**SELECTED PASSAGE**
########################################
And BOTH acknowledging that even happy spouses can fall into an affair IF they are not constantly vigilant in observing *marital boundaries* such as the ones that_girl spelled out in her post.


----------



## lordmayhem (Feb 7, 2011)

morituri said:


> And BOTH acknowledging that even happy spouses can fall into an affair IF they are not constantly vigilant in observing *marital boundaries* such as the ones that_girl spelled out in her post.


:iagree:

Its a common myth that infidelity only happens in troubled marriages. 

The common belief nowadays is that if the wife cheats, its because the husband has been a lousy husband and not meeting her needs. If the husband cheats, its because he's a dog.


----------



## that_girl (Jul 6, 2011)

Not really. IF the husband cheats, it's because the wife is probably not puttin' out for some reason like, "I'm not in the mood"....for 4 years.


----------



## lordmayhem (Feb 7, 2011)

that_girl said:


> Not really. IF the husband cheats, it's because the wife is probably not puttin' out for some reason like, "I'm not in the mood"....for 4 years.


That's the excuse he gives the OW.


----------



## that_girl (Jul 6, 2011)

Perhaps. but many times it's true.

Doesn't make cheating all right though.


----------



## morituri (Apr 1, 2011)

lordmayhem said:


> The common belief nowadays is that if the wife cheats, its because the husband has been a lousy husband and not meeting her needs.*If the husband cheats, its because he's a dog*.


Indeed. Sex is treated as though it was an animal issue not worthy of any consideration as the other 'emotional needs'. The dismissive people don't realize that it is not so much the lack of sex that is the issue but what is behind it, lack of caring. How often has a husband (or wife) had sex with an AP who was way inferior in all aspects to their LS (BS)? Quite enough.

I'm not in any way shape or form excusing the above - THERE IS NO EXCUSE FOR AN AFFAIR. But if the people who push the 'emotional needs' wish to be honest with themselves and others, they should then consider sex as a worthy 'emotional need as well.


----------



## 30Mom (Jan 21, 2012)

Thanks everyone for the replies.

I'm just getting the typical response of "Well, he didn't do anything wrong." Then do I wait until he does something wrong, like get other women's numbers or cheat? 

I'm just wondering if there is anything that I can do to prevent my husband from cheating. My thing is that I like to set clear expectations about his and my behaviors. We don't have opposite gender friends. Things like that.


----------



## the guy (Aug 3, 2010)

Oh, I though you were asking about your self, so no you can't pervent your H from cheating.

And this comes from a guy that takes the stance that in a relationship its all about me and what I except and tolorate and what I do to have a healthy relationship.
########################################
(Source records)

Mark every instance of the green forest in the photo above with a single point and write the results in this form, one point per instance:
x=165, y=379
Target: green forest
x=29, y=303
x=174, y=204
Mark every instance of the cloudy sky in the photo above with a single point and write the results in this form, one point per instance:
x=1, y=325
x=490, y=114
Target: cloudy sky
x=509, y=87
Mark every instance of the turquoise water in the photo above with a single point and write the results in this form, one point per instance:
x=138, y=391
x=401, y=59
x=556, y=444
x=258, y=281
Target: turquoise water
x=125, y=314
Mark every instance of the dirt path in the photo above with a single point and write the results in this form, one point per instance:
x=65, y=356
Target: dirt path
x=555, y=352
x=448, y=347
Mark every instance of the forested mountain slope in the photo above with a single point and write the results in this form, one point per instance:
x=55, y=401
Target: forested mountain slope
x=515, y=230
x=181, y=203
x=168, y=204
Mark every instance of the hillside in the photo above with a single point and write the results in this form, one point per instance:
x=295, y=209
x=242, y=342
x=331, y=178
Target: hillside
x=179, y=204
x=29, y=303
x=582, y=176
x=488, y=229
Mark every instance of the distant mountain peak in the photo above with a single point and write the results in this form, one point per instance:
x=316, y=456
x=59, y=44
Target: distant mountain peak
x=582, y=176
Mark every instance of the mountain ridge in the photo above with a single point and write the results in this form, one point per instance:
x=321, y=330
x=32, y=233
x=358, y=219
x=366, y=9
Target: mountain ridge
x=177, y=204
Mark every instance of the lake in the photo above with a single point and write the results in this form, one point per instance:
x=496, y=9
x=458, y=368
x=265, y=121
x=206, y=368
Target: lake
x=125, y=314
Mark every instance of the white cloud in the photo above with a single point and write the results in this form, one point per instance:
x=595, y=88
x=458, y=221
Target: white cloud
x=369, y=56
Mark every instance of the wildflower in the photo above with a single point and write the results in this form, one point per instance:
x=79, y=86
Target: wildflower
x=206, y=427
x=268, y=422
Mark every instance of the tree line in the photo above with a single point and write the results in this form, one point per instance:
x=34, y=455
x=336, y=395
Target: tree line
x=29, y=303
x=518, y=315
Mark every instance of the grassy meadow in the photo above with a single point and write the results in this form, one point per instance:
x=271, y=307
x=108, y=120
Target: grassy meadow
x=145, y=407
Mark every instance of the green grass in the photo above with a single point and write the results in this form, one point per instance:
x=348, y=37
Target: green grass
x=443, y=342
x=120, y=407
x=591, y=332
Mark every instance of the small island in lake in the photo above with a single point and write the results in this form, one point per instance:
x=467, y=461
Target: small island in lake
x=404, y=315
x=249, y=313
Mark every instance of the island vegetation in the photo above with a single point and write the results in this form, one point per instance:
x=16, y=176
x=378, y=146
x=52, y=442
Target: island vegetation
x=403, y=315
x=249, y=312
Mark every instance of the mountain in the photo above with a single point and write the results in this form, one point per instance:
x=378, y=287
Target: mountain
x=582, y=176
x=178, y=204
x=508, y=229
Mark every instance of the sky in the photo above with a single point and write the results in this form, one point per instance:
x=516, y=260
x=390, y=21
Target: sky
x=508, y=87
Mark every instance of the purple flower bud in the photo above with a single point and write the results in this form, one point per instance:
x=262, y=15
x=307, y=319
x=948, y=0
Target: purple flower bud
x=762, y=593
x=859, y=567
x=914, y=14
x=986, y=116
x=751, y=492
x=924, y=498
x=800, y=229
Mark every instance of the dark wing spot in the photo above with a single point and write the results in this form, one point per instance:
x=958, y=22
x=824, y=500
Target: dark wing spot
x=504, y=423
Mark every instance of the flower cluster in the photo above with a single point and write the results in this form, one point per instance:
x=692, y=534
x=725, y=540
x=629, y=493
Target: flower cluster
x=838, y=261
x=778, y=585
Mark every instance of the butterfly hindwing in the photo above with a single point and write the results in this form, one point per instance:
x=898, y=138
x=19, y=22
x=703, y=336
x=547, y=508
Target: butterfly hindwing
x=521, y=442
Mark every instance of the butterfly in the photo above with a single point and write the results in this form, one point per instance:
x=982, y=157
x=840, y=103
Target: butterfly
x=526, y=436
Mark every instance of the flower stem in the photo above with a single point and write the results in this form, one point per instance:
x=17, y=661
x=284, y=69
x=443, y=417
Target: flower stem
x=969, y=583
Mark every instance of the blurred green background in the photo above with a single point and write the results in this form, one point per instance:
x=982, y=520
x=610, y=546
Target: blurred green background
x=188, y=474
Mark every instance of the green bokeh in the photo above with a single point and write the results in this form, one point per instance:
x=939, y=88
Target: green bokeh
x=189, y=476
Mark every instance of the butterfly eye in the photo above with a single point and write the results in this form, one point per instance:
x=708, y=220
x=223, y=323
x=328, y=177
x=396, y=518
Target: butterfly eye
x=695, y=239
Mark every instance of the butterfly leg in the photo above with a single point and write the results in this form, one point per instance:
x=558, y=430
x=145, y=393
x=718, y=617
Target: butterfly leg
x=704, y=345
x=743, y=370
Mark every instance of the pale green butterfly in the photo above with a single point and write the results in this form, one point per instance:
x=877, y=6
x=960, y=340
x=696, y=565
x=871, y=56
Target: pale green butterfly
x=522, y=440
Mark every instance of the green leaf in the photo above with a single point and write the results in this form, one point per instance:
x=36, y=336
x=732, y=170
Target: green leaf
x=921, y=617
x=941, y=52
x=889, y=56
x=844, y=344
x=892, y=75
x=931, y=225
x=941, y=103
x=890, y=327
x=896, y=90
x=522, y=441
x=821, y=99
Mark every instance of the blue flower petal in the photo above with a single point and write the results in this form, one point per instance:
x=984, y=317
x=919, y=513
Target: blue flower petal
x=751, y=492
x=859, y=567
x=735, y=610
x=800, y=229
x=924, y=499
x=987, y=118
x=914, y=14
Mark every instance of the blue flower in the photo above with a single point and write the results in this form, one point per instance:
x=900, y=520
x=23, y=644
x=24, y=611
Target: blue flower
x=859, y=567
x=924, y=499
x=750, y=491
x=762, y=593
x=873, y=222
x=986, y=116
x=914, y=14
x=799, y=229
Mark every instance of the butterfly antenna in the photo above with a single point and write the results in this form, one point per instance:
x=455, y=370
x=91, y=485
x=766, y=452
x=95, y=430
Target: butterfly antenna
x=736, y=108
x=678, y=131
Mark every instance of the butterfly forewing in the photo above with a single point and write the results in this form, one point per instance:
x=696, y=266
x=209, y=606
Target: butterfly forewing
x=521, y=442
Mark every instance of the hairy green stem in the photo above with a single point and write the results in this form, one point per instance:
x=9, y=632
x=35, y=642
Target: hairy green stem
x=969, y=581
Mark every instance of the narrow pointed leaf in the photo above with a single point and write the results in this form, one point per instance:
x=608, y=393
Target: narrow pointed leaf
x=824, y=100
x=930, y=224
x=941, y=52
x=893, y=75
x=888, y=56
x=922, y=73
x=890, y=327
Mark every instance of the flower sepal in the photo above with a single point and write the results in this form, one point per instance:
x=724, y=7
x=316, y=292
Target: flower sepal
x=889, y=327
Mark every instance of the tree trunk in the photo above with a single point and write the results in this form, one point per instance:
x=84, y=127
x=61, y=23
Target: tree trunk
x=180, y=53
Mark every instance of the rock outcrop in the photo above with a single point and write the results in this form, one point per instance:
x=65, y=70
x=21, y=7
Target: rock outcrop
########################################
**PROBLEMS TO SOLVE**
1. In the forum thread on infidelity, what does lordmayhem call a common myth?
2. Carry on the forum thread about infidelity, picking up right after its final post.

**ANSWERS FOR THIS EXERCISE**
1. That infidelity only happens in troubled marriages.

2.
As far as what my partner does well that is all on her and in how I meet her needs and the response I get from and the enjoyment I recieve in giving as much as I get, as I'm recieving my needs being met.

Bottom line in my world, is you can't prevent it but you can verify and have the right to verify if someone is being loyal or not, and the ability to protect your self from betrayal.


I gues I'm bad in the fact that i think trust is over rated and faith and having faith is were I'm at...but trust......I lost that when I found my wife cheating......I will never be the same!!!!!


----------



## jnj express (Mar 28, 2011)

Hey 30mom-----give some info., and particulars on your situation, so we can give advice based on a fact situation---then you will get some specific help


----------



## Dexter Morgan (Dec 8, 2011)

30Mom said:


> Can cheating be prevented? Is it preventable? Thanks.


Sure it can be prevented.

Not putting down the concept of working on a relationship, because it should be worked on.

But not out of fear that someone will cheat. Nobody should have to bend over backwards to keep someone of questionable character from doing something they know they shouldn't do in the first place. I call it emotional extortion. "Do as I want, I I'll get my kicks elsewhere"

It takes two to make a relationship work, but if one has the mindset that if things don't go perfectly their way, and view it as an excuse to cheat, then they don't need to be in a relationship. Because NOBODY will meet all the needs of another. NO relationship is going to be perfect.


----------



## genkey7478 (Jan 23, 2012)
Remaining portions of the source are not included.